**TESTO DI RIFERIMENTO:**
━━━━━━━━━━━━━━━━

La guerra e la militarizzazione sono convenienti per l'economia?
La guerra e la militarizzazione sono convenienti per
l'economia?
Il neokeynesismo di
guerra ha permesso agli Usa di conservare la propria egemonia nel panorama
globale, negli anni ottanta hanno letteralmente messo in ginocchio i paesi dell'ex Urss con una corsa sfrenata alle armi tecnologiche e spaziali, ancora oggi utilizzano le dual use per indebolire competitor orientali e occidentali. Ma al contempo è lecito chiedersi se la corsa al riarmo possa essere
una soluzione praticabile per tutti i paesi a capitalismo avanzato?
Se guardiamo agli
Stati europei dell'area mediterranea, ad esempio Italia, Spagna e Grecia,
l'obiettivo di destinare il 2% del Pil alla spesa militare è oggettivamente
perseguibile? E qualora lo fosse quali ripercussioni avrebbe sulla economia di
questi paesi anche in rapporto ai dettami di Maastricht?
La spesa militare
ufficiale è molto inferiore a quella reale, vale per gli Usa come per altri
paesi della Nato con capitoli di spesa afferenti a svariati ministeri e non
computabili dentro le risorse impegnate a fini militari.
Premessa necessaria a
conferma che tra i dati ufficiali e quelli reali esistono contraddizioni
rilevanti.
Ammesso, ma non
concesso, che ogni paese Nato voglia e possa raggiungere nell'arco di 2 o 3
anni l'obiettivo del 2% del proprio Pil destinato alle spese militari, sarebbe
in tal caso sotto controllo il debito pubblico ?
Nella Ue l'idea di
escludere le spese militari dalle regole di Maastricht è diffusa e trasversale
a nazioni e organizzazioni politiche , aumentando le spese militari sarebbe
scontato accrescere le tasse o tagliare ulteriormente i fondi per lo stato
sociale ma scelte del genere potrebbero determinare conflitti diffusi e assai
pericolosi per la tenuta dei Governi nazionali.

━━━━━━━━━━━━━━━━

**DATI FORNITI:**
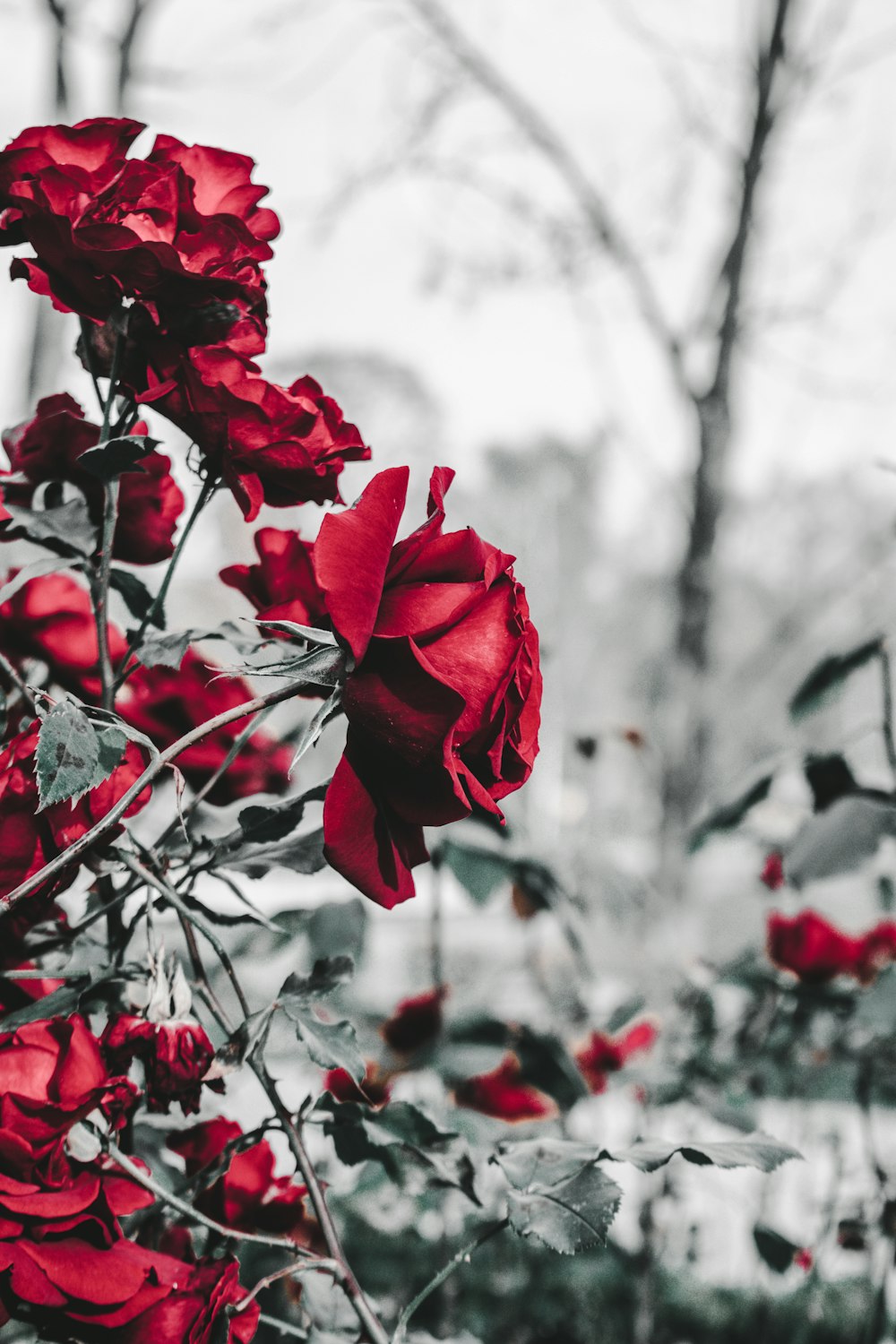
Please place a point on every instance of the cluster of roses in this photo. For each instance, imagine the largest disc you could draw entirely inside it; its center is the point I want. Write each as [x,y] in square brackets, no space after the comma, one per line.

━━━━━━━━━━━━━━━━

**CONSEGNA:**
- A) Elenca gli Stati europei dell'area mediterranea che il testo sulla spesa militare cita come esempio.
- B) Stampa la parte del testo sulla spesa militare che si apre con le parole contenenti "Ammesso, ma non" e si chiude con "dei Governi nazionali.".
Basatevi soltanto sul testo sulla spesa militare.

**ESERCIZIO SVOLTO:**
- A) Italia, Spagna, Grecia

- B)
Ammesso, ma non
concesso, che ogni paese Nato voglia e possa raggiungere nell'arco di 2 o 3
anni l'obiettivo del 2% del proprio Pil destinato alle spese militari, sarebbe
in tal caso sotto controllo il debito pubblico ?
Nella Ue l'idea di
escludere le spese militari dalle regole di Maastricht è diffusa e trasversale
a nazioni e organizzazioni politiche , aumentando le spese militari sarebbe
scontato accrescere le tasse o tagliare ulteriormente i fondi per lo stato
sociale ma scelte del genere potrebbero determinare conflitti diffusi e assai
pericolosi per la tenuta dei Governi nazionali.